TO BE DONE
Write out the complete material exactly as it stands.

Object position labeling entries
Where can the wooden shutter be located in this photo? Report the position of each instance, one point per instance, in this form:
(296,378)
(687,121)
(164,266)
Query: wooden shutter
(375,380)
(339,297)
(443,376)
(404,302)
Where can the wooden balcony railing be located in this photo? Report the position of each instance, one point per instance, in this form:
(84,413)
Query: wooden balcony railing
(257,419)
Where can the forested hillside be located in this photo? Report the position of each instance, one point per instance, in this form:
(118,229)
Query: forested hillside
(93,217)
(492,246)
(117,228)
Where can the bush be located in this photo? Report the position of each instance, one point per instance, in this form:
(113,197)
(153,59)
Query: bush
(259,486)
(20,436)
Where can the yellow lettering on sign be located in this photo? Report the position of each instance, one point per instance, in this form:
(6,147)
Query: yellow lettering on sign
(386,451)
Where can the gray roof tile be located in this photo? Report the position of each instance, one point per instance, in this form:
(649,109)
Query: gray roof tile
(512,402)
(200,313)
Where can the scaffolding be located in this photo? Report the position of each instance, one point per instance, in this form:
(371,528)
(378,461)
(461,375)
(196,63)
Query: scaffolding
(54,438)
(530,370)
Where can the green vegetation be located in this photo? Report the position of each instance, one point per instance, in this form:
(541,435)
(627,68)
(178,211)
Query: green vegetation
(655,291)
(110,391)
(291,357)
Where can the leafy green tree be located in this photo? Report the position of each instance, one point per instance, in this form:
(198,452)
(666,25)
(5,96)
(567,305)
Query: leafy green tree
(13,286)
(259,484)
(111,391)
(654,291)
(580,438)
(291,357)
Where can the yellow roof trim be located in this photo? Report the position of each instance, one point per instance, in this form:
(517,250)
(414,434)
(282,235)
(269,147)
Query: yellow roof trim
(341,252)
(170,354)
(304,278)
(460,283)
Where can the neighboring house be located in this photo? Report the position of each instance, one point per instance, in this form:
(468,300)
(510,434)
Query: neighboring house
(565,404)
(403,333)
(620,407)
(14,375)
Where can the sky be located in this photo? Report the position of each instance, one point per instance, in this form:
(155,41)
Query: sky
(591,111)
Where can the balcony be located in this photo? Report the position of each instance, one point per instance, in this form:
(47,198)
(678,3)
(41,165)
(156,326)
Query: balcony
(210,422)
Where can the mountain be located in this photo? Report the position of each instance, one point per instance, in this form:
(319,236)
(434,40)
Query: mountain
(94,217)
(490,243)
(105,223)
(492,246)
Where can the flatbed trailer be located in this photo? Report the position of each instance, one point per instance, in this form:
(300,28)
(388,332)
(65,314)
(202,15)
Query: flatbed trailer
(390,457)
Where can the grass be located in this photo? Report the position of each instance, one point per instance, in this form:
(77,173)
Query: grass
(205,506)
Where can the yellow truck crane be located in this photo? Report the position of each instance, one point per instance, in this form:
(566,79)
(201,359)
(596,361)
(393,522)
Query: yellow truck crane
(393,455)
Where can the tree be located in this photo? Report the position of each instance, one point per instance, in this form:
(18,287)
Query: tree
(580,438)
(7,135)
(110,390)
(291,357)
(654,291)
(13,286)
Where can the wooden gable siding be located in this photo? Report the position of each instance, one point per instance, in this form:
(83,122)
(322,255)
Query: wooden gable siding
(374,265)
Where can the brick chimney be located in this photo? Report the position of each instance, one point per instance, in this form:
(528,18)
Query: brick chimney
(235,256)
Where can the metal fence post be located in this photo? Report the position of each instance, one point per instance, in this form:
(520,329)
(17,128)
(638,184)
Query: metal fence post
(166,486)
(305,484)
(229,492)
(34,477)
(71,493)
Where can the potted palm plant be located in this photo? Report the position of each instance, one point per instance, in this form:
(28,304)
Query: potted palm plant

THE OUTPUT
Where can the wooden shutter be located in this photo? Report the position of each instance, one point per instance, in this form:
(296,378)
(687,121)
(164,266)
Query: wooden shutter
(375,380)
(339,297)
(443,376)
(404,302)
Where can the wooden balcony railing be located in this photo? Report the position of each instance, one point per instance, in this form:
(84,413)
Query: wooden balcony railing
(257,419)
Where can the forested hillside be located in this photo? Report the position of each instance, one point per instance, in this form:
(118,229)
Query: forested hillside
(93,217)
(492,246)
(117,228)
Where can the bush be located in this photo? Report the position of each instance, one point per instance, in this form:
(113,197)
(153,59)
Query: bush
(259,486)
(20,436)
Where can the yellow lettering on sign be located in this photo? Report the position of each instance, one point per instance, in this form:
(6,147)
Query: yellow lettering on sign
(386,451)
Where can the gray roof tile be located in this photo? Report the position of each instance, one point per instance, in this form:
(649,109)
Query: gray roof tile
(512,402)
(200,313)
Where can the scaffolding be located in this photo? Report the position of each instance, one point per instance, in this form:
(371,528)
(378,461)
(461,375)
(196,63)
Query: scaffolding
(54,438)
(530,370)
Where can the green vegetation be located in this photo? Report the position of each instance, one point per instance, in this form:
(541,435)
(627,68)
(178,211)
Query: green vegetation
(655,291)
(110,391)
(291,357)
Where can the leafy green tree be located in this photo? Report the position of each instance, one point per instance, in this form:
(198,452)
(666,25)
(5,96)
(567,305)
Query: leafy green tree
(13,286)
(259,484)
(111,391)
(654,291)
(580,438)
(291,357)
Where can the yellow roof trim be located in this photo? Report the position of each instance, one point per instance, in this form:
(517,250)
(414,434)
(282,235)
(269,147)
Query: yellow roof trim
(341,252)
(170,354)
(304,278)
(460,283)
Where can the neighboring house be located in this photo? Report the position of each instance, one point per instance, in this form:
(468,300)
(510,434)
Query: neighboring house
(565,404)
(403,333)
(620,407)
(14,375)
Where can the sky be located in this photo? Report the position of each instance, one point per instance, in this form:
(155,41)
Query: sky
(591,111)
Where can the balcony be located in this photo? Report the position of each instance, one point per instance, in this form:
(47,198)
(678,3)
(41,165)
(156,326)
Query: balcony
(210,422)
Where can the mountain be located in this photo? Report the position of each instance, one point per instance, in this form:
(319,236)
(434,40)
Query: mountain
(94,217)
(490,243)
(105,223)
(492,246)
Where can the flatbed trailer be located in this photo? Report the position of each instance, one point per instance, in this form:
(300,28)
(388,332)
(65,314)
(202,15)
Query: flatbed trailer
(390,457)
Where can the grass be located in this photo? Report the position of each instance, one point per instance, in this form:
(77,173)
Query: grass
(205,506)
Where can the yellow truck crane be located in this photo? Report the position of each instance, one point per instance, in this form:
(566,79)
(201,359)
(596,361)
(393,522)
Query: yellow truck crane
(393,455)
Where can the tree be located in this photo? Report the position of each instance, one point per instance, in this form:
(18,287)
Query: tree
(580,438)
(7,135)
(110,390)
(291,357)
(654,291)
(13,286)
Where can the wooden gable siding be located in this photo? Report the position of each instance, one point per instance, in this form:
(83,122)
(322,255)
Query: wooden gable siding
(374,265)
Where can the brick chimney be located in this photo? Report the position of each instance, one point per instance, in this form:
(528,18)
Query: brick chimney
(235,256)
Where can the metal fence post be located in this photo? Report the position of each instance, one point per instance, in this form:
(520,329)
(17,128)
(638,184)
Query: metal fence post
(166,486)
(305,484)
(229,492)
(34,477)
(71,493)
Where can the potted palm plant be located in this photo? Report the position of each instance, one point per instance, in this form:
(28,304)
Query: potted palm plant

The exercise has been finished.